A run of records:
################

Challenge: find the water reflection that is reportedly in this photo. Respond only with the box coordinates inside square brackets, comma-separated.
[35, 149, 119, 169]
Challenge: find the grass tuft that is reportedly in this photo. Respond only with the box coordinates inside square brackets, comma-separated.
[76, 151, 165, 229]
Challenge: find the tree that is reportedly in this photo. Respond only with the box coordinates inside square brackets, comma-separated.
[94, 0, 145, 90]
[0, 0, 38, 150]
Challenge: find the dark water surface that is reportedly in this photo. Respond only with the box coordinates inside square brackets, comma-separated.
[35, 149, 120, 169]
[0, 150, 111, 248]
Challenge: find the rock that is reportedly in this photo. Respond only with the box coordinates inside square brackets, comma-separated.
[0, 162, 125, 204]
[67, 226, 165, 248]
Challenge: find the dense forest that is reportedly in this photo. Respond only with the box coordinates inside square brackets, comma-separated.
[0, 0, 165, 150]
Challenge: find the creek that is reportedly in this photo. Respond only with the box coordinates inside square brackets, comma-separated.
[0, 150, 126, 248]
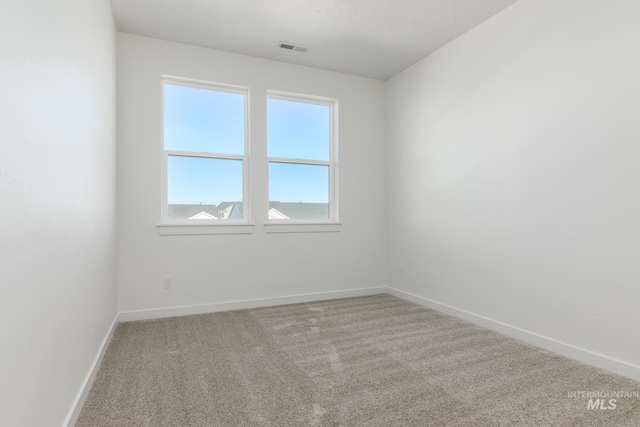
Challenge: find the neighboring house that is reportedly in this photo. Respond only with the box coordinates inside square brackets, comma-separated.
[218, 202, 242, 219]
[168, 202, 329, 220]
[167, 203, 218, 219]
[269, 208, 289, 219]
[189, 211, 218, 219]
[269, 202, 329, 219]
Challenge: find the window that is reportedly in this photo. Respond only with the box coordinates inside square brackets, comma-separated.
[267, 92, 338, 223]
[162, 77, 249, 225]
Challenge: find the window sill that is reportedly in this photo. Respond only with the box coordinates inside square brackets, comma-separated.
[158, 223, 254, 236]
[264, 222, 342, 233]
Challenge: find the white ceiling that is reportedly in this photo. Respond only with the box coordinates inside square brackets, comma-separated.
[111, 0, 517, 80]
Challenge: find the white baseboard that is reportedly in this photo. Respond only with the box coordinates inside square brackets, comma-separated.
[118, 286, 387, 322]
[62, 313, 118, 427]
[387, 287, 640, 381]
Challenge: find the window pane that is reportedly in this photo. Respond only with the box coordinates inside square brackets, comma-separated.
[267, 98, 331, 161]
[167, 156, 242, 219]
[269, 162, 329, 219]
[164, 83, 245, 154]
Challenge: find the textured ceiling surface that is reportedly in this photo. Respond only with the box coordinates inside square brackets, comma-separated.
[111, 0, 517, 80]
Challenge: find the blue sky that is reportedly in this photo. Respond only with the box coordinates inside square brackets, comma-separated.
[164, 84, 330, 205]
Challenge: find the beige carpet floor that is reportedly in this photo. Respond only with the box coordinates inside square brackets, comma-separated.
[76, 295, 640, 427]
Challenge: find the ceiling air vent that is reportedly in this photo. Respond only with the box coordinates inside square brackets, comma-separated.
[278, 42, 309, 53]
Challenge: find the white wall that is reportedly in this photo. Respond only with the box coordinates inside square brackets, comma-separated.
[0, 0, 117, 427]
[118, 33, 386, 315]
[388, 0, 640, 378]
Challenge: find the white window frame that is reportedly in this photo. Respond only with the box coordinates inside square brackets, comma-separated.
[264, 90, 341, 233]
[158, 75, 253, 235]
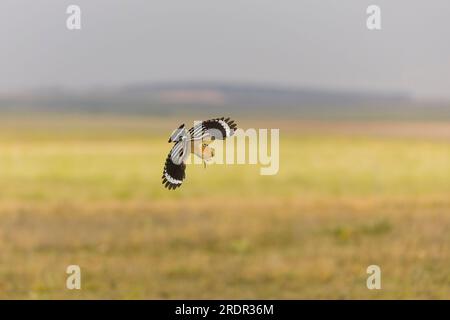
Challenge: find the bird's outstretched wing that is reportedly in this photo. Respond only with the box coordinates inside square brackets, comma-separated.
[188, 117, 237, 140]
[162, 140, 189, 190]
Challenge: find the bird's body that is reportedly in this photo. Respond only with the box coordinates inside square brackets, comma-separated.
[162, 118, 236, 189]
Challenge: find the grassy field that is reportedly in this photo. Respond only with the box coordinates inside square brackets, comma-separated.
[0, 115, 450, 299]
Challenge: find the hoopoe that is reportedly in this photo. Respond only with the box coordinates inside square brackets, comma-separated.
[162, 117, 237, 190]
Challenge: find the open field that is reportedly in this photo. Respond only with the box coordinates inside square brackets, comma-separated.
[0, 115, 450, 299]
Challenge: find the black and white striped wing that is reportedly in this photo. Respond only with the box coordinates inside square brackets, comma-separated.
[162, 140, 189, 190]
[188, 117, 237, 140]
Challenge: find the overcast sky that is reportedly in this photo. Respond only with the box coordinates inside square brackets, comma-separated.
[0, 0, 450, 99]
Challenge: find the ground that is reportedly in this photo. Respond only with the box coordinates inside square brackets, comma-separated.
[0, 115, 450, 299]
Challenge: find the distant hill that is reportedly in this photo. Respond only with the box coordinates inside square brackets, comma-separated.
[0, 82, 450, 118]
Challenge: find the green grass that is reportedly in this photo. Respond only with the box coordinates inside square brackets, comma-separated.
[0, 117, 450, 299]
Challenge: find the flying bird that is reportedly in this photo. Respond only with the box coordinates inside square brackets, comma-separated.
[162, 117, 237, 190]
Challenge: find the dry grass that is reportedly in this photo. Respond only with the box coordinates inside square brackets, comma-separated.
[0, 117, 450, 299]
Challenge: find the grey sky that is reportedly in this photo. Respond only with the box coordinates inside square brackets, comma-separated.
[0, 0, 450, 99]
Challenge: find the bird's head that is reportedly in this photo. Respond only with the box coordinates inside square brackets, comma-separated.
[202, 143, 216, 160]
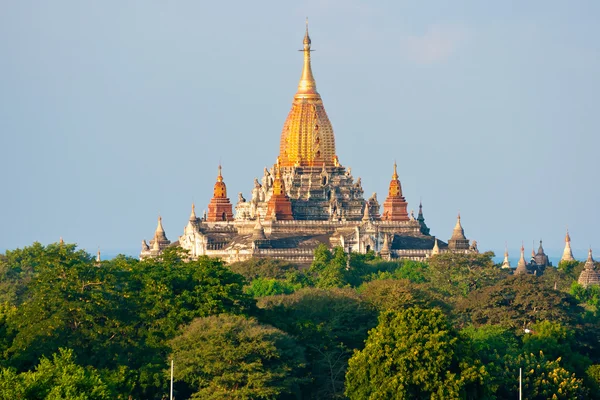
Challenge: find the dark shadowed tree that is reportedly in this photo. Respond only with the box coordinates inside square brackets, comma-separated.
[170, 314, 306, 400]
[346, 307, 486, 399]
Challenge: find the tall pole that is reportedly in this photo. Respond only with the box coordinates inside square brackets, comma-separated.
[519, 368, 523, 400]
[170, 360, 173, 400]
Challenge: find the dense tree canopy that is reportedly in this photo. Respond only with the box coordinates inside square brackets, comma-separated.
[346, 307, 486, 399]
[0, 243, 600, 399]
[170, 314, 306, 400]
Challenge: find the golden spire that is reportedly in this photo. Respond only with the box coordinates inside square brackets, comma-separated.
[217, 163, 223, 182]
[190, 203, 197, 221]
[213, 163, 227, 199]
[431, 238, 440, 256]
[560, 228, 575, 261]
[279, 24, 339, 167]
[451, 213, 466, 240]
[296, 18, 318, 97]
[155, 215, 165, 234]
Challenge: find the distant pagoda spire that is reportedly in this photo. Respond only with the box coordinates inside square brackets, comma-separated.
[431, 238, 440, 256]
[560, 228, 575, 261]
[252, 218, 267, 240]
[448, 213, 470, 251]
[577, 248, 600, 287]
[417, 200, 429, 235]
[379, 233, 392, 260]
[150, 215, 171, 251]
[206, 163, 233, 222]
[190, 203, 198, 221]
[515, 244, 528, 275]
[500, 244, 511, 269]
[279, 20, 339, 167]
[362, 201, 371, 222]
[265, 157, 294, 221]
[154, 215, 169, 242]
[381, 161, 410, 221]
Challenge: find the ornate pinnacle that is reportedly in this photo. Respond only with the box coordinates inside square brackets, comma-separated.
[296, 18, 317, 95]
[217, 163, 223, 182]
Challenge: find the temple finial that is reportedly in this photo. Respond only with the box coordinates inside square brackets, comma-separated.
[190, 203, 196, 221]
[155, 215, 165, 235]
[217, 162, 223, 182]
[296, 19, 318, 97]
[303, 17, 310, 45]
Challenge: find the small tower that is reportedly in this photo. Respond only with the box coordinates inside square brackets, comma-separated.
[448, 213, 470, 251]
[381, 162, 409, 221]
[534, 240, 552, 268]
[515, 244, 529, 275]
[265, 158, 294, 221]
[207, 164, 233, 222]
[500, 244, 511, 270]
[417, 201, 429, 235]
[184, 203, 198, 235]
[252, 218, 267, 241]
[362, 201, 371, 222]
[577, 249, 600, 287]
[560, 229, 575, 261]
[379, 233, 392, 261]
[150, 215, 171, 250]
[431, 238, 440, 256]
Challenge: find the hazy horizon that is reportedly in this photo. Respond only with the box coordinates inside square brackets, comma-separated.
[0, 0, 600, 259]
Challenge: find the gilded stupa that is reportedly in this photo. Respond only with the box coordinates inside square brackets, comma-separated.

################

__To be done__
Give the lines of the records above as a numbered list, skipping blank lines and leaving out the pictures.

__Reply to the task__
1. Challenge: find the water reflection that is reportedly in this photo. Respond only with the box coordinates inside square brackets, comma-separated.
2. [35, 149, 119, 169]
3. Challenge: find the grass tuft that is reportedly in this photo. Respond only with the box coordinates inside square brackets, comma-separated.
4. [76, 151, 165, 229]
5. Challenge: find the tree that is reportedly in this photo. Respond only with the box coordinates inside square brackets, comma-separated.
6. [94, 0, 145, 90]
7. [0, 0, 38, 150]
8. Challenge: find the dark water surface that is reportedly in this photo. Respond only with the box coordinates inside square brackets, comma-separated.
9. [35, 149, 120, 169]
10. [0, 150, 111, 248]
11. Challenge: find the rock that is reportedly in this photo. Respond only with the box coordinates inside square brackets, comma-separated.
12. [0, 162, 125, 204]
13. [67, 226, 165, 248]
14. Challenge: find the dense forest that is reportedly in this photo. Respond only with the box coordinates inside square brackets, comma-separated.
15. [0, 0, 165, 150]
16. Challenge: find the creek that is reportedly in this photo. Respond only with the box coordinates inside square brackets, comma-separated.
17. [0, 150, 126, 248]
18. Challenge: find the neighboring house that is reportedly in this photo. Respond only with the box coordinates inside square brackets, comma-separated.
19. [218, 202, 242, 219]
20. [168, 202, 329, 220]
21. [167, 203, 218, 219]
22. [269, 208, 289, 219]
23. [189, 211, 218, 219]
24. [269, 202, 329, 219]
25. Challenge: find the window that is reportedly in this photo. Respond only with the box coordinates inside square brackets, comma-separated.
26. [267, 92, 338, 223]
27. [162, 77, 249, 225]
28. Challenge: find the window sill that is reportedly in this photo. Respond only with the box coordinates inside square brackets, comma-separated.
29. [158, 223, 254, 236]
30. [264, 222, 342, 233]
31. Challenge: find the white ceiling that is reportedly in this photo. Respond only with the box coordinates inside square brackets, comma-separated.
32. [111, 0, 517, 80]
33. Challenge: find the white baseboard that is reportedly in this photo. Respond only with the box coordinates inside square brackets, comma-separated.
34. [118, 286, 387, 322]
35. [62, 313, 118, 427]
36. [387, 287, 640, 381]
37. Challenge: find the window pane that is reportedly in this photo. Respond only with the box coordinates inside square brackets, comma-separated.
38. [267, 98, 331, 161]
39. [167, 156, 242, 219]
40. [269, 162, 329, 219]
41. [164, 83, 245, 154]
42. Challenge: find the textured ceiling surface that is reportedly in this photo. Respond only with the box coordinates inside square brackets, comma-separated.
43. [111, 0, 517, 80]
44. Challenge: find the blue sky that is reportedly in this photo. Respond only with the box coordinates inside square brackets, comma-separated.
45. [164, 84, 330, 205]
46. Challenge: find the beige carpet floor that is reportedly in this photo. Respond only with the box coordinates inside square brackets, comma-separated.
47. [76, 295, 640, 427]
48. Challenge: find the ceiling air vent that is reportedly in this photo. Respond only with the box coordinates inside square brackets, comma-separated.
49. [278, 42, 309, 53]
50. Challenge: find the white wall that is reportedly in this photo. Respond only with the box coordinates inside square brackets, comma-separated.
51. [0, 0, 117, 427]
52. [118, 33, 386, 315]
53. [388, 0, 640, 378]
54. Challenge: find the white window frame that is reportedly in this photo. Respond only with the box coordinates inside square brackets, comma-separated.
55. [264, 90, 341, 233]
56. [158, 75, 253, 235]
57. Challenge: find the bird's outstretched wing that is reportedly in this photo. Respond only with the box coordinates inside square brackets, comma-separated.
58. [188, 117, 237, 140]
59. [162, 140, 189, 190]
60. Challenge: find the bird's body that is reportedly in this photo. Respond only with the box coordinates inside square brackets, comma-separated.
61. [162, 118, 236, 189]
62. Challenge: find the grassy field that is reportedly in this photo. Respond only with the box coordinates inside square brackets, comma-separated.
63. [0, 115, 450, 299]
64. Challenge: find the hoopoe that is reportedly in this photo. Respond only with the box coordinates inside square brackets, comma-separated.
65. [162, 117, 237, 190]
66. Challenge: find the open field that is reportedly in this photo. Respond only with the box coordinates inside square brackets, comma-separated.
67. [0, 115, 450, 299]
68. Challenge: find the black and white striped wing that is reportedly in this photo. Respond only with the box coordinates inside square brackets, comma-separated.
69. [162, 140, 189, 190]
70. [188, 117, 237, 140]
71. Challenge: find the overcast sky that is reportedly in this photo. Respond only with the box coordinates inside square brackets, comma-separated.
72. [0, 0, 450, 99]
73. Challenge: find the ground that is reportedly in this photo. Respond only with the box coordinates inside square brackets, comma-separated.
74. [0, 115, 450, 299]
75. Challenge: find the distant hill that is reportedly in this photo. Respond only with the box coordinates inside square brackets, comma-separated.
76. [0, 82, 450, 118]
77. Challenge: find the green grass that is reportedly in this photo. Respond only with the box coordinates inside square brackets, comma-separated.
78. [0, 117, 450, 299]
79. Challenge: find the flying bird that is reportedly in this photo. Respond only with the box coordinates inside square brackets, comma-separated.
80. [162, 117, 237, 190]
81. Challenge: find the dry grass that is reportedly in this photo. Respond only with the box coordinates inside square brackets, comma-separated.
82. [0, 117, 450, 299]
83. Challenge: find the grey sky that is reportedly in this photo. Respond only with the box coordinates inside square brackets, comma-separated.
84. [0, 0, 450, 99]
85. Challenge: find the bird's head that is reportedly in this photo. Respond only with the box coordinates inside square brackets, comma-separated.
86. [202, 143, 216, 160]
87. Challenge: find the dark shadowed tree that is reportedly in this photo. Respond only with the box coordinates inside square brackets, comma-separated.
88. [170, 314, 306, 400]
89. [346, 307, 486, 399]
90. Challenge: find the tall pole that is reportedly in this photo. Respond only with the box coordinates inside square brackets, comma-separated.
91. [519, 368, 523, 400]
92. [170, 360, 173, 400]
93. Challenge: find the dense tree canopy that is reportedly in this photo. Respond only with the box coordinates inside square brackets, comma-separated.
94. [346, 307, 486, 399]
95. [0, 243, 600, 399]
96. [170, 314, 306, 400]
97. Challenge: find the golden spire that is reportedly in this photo. Respond only with the box coordinates inside square brackets, comma-separated.
98. [217, 163, 223, 182]
99. [190, 203, 197, 221]
100. [213, 163, 227, 199]
101. [431, 238, 440, 256]
102. [560, 228, 575, 261]
103. [279, 24, 339, 167]
104. [451, 213, 466, 240]
105. [296, 18, 318, 97]
106. [155, 215, 165, 234]
107. Challenge: find the distant pagoda spire that is reportedly in this photo. Respond only with the box coordinates inside square brackets, comma-separated.
108. [431, 238, 440, 256]
109. [560, 228, 575, 261]
110. [252, 218, 267, 240]
111. [448, 213, 470, 251]
112. [577, 248, 600, 287]
113. [417, 200, 429, 235]
114. [379, 233, 392, 260]
115. [150, 215, 171, 251]
116. [206, 163, 233, 222]
117. [190, 203, 198, 221]
118. [515, 244, 528, 275]
119. [500, 244, 511, 269]
120. [279, 20, 339, 167]
121. [362, 201, 371, 222]
122. [265, 157, 294, 221]
123. [154, 215, 169, 242]
124. [381, 161, 410, 221]
125. Challenge: find the ornate pinnacle that is reportedly in this photo. Respond only with the box coordinates inside square brackets, comma-separated.
126. [296, 18, 317, 95]
127. [217, 163, 223, 182]
128. Challenge: find the temple finial that is reportedly in this photo. Respond only with the box coordinates inside square brackets, comma-separated.
129. [190, 203, 196, 221]
130. [155, 215, 165, 235]
131. [217, 162, 223, 182]
132. [296, 19, 318, 97]
133. [303, 17, 310, 45]
134. Challenge: find the small tower that is reportedly in this photo. Respond only with the box coordinates inside square brackets, comma-separated.
135. [448, 213, 470, 251]
136. [381, 162, 409, 221]
137. [534, 240, 552, 268]
138. [515, 244, 529, 275]
139. [265, 158, 294, 221]
140. [207, 164, 233, 222]
141. [500, 244, 511, 270]
142. [417, 201, 429, 235]
143. [184, 203, 198, 235]
144. [252, 218, 267, 241]
145. [362, 201, 371, 222]
146. [577, 249, 600, 287]
147. [560, 229, 575, 261]
148. [379, 233, 392, 261]
149. [150, 215, 171, 250]
150. [431, 238, 440, 256]
151. Challenge: find the hazy horizon that is reportedly in this photo. Respond only with the box coordinates inside square brackets, comma-separated.
152. [0, 0, 600, 259]
153. Challenge: find the gilded stupa that is reportedly in this photo. Respond only with the box coordinates inside square brackets, comma-separated.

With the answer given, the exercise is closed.